_WHAT YOU SHOULD DO:_ Would you copy out each line of the records below that includes the word "snow"?

──────── INPUT ────────

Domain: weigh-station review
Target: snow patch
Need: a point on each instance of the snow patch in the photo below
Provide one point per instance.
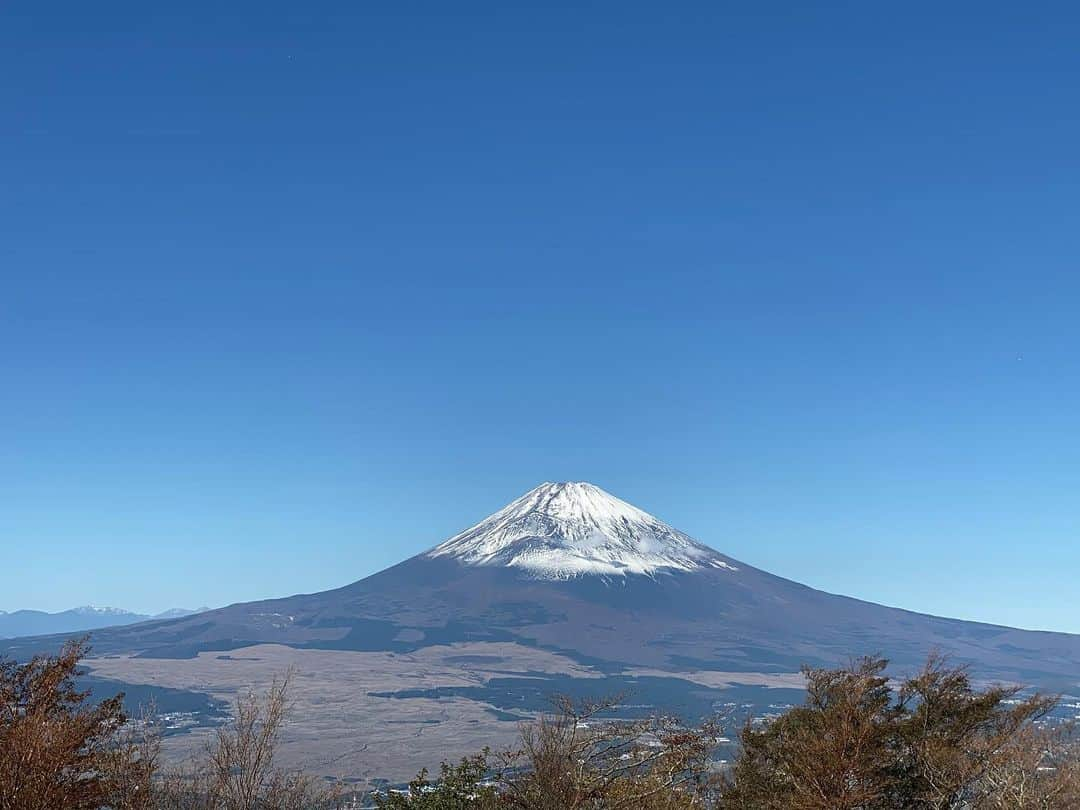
(576, 529)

────────

_OUTPUT BELOW:_
Target: snow patch
Need: a point on each instance of the snow patch in the photo below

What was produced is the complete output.